--- START ---

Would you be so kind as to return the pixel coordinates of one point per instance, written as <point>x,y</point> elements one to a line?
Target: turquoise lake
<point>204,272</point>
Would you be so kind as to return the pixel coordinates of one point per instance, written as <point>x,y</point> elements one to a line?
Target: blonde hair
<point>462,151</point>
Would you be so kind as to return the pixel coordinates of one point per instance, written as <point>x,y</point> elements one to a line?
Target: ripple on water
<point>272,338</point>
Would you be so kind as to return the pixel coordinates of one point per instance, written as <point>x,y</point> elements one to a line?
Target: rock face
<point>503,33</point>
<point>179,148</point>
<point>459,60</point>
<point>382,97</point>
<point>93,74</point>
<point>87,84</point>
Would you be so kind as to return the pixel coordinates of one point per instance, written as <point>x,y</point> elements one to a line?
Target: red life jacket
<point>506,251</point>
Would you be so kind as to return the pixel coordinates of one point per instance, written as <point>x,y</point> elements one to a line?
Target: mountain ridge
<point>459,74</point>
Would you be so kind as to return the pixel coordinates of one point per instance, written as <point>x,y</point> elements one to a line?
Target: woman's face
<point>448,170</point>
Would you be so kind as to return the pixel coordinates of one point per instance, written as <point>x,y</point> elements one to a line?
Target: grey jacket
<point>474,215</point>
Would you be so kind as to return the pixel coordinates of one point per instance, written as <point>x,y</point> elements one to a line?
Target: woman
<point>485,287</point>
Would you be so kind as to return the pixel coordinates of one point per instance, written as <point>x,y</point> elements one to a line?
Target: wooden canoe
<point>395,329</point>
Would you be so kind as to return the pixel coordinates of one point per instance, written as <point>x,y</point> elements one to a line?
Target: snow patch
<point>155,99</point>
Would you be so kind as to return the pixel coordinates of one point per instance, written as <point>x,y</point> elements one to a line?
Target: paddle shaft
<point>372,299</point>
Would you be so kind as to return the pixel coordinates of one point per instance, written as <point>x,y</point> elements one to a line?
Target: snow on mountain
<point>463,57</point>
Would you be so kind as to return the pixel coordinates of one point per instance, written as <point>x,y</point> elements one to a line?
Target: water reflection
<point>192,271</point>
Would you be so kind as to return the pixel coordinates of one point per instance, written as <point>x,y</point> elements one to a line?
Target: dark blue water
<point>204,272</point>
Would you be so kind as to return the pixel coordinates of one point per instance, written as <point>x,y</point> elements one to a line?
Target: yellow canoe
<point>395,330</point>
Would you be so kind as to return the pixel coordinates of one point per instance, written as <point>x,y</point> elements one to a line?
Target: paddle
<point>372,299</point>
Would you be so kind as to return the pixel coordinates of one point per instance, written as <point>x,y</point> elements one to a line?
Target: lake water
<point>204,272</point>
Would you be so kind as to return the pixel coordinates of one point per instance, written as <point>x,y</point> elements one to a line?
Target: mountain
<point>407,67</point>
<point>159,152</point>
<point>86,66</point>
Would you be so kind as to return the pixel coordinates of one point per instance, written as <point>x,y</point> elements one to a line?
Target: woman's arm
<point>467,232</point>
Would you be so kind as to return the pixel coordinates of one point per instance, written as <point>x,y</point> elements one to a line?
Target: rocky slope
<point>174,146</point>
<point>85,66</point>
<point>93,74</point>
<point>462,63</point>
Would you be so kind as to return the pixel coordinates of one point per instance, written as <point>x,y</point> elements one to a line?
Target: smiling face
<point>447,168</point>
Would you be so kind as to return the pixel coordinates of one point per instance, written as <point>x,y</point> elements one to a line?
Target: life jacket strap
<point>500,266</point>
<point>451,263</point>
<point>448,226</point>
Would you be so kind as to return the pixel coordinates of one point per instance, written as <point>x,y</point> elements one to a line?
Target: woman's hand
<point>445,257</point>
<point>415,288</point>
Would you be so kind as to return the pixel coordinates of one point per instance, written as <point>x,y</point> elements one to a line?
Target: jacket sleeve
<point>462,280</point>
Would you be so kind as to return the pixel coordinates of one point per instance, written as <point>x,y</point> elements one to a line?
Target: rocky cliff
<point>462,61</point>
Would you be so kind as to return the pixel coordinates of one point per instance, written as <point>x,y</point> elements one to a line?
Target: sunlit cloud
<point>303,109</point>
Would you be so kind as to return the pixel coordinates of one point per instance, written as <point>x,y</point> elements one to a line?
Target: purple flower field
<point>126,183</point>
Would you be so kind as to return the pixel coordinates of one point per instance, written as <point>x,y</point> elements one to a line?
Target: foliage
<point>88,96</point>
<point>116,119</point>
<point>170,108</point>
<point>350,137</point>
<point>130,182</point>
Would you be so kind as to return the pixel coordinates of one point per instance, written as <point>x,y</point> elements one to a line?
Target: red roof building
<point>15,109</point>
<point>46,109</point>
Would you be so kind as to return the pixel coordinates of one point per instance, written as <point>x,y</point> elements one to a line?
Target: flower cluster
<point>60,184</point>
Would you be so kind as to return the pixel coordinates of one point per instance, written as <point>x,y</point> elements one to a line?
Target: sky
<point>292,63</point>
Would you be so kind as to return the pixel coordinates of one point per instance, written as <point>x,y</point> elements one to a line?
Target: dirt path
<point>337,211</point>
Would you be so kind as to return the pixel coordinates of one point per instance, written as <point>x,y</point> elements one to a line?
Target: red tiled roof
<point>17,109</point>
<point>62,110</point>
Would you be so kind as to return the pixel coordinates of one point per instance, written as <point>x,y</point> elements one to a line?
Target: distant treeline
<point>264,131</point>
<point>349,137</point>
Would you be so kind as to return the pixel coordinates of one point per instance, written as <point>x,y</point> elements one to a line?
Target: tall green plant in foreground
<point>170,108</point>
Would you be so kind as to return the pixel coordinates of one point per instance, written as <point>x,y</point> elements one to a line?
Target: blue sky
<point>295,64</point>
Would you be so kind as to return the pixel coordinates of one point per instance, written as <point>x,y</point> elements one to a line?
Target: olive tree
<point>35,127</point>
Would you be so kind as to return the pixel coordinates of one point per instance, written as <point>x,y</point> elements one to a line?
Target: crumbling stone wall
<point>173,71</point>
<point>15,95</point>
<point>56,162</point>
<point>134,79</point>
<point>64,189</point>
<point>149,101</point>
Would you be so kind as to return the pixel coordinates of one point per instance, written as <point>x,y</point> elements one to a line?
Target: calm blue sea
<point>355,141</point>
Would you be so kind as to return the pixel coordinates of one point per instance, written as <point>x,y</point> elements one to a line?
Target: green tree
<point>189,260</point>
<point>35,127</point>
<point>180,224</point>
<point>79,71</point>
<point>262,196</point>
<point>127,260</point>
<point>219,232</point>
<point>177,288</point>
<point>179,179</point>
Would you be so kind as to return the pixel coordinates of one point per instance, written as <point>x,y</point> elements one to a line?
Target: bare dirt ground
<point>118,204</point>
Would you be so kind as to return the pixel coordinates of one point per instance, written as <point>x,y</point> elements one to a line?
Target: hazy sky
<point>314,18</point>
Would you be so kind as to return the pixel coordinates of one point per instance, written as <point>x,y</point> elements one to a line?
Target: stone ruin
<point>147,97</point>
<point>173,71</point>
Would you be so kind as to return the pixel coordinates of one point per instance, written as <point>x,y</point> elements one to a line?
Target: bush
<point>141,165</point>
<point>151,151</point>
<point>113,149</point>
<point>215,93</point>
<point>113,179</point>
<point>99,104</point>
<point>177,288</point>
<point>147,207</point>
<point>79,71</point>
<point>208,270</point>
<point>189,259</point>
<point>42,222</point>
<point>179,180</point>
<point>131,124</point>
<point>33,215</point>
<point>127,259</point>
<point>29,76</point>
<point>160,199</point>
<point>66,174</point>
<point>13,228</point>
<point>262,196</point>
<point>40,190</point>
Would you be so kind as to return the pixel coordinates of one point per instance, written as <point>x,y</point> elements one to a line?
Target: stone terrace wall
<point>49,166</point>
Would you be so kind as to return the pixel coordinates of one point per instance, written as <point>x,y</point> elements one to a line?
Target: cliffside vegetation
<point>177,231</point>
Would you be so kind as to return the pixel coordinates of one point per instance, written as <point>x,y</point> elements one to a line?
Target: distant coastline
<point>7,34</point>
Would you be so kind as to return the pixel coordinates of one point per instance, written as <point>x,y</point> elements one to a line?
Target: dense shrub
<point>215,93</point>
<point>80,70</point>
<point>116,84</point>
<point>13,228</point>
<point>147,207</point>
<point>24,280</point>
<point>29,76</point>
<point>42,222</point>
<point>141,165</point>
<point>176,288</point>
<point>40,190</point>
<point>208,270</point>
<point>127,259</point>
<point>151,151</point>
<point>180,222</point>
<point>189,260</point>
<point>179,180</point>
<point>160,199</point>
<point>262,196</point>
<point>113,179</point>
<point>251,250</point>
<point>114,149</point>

--- END ---

WRITTEN TASK -
Please gather every line of the material that contains the string "green". Case counts, so a line with the string in different capitals does not match.

RESULT -
Target: tall green plant in foreground
Target: green tree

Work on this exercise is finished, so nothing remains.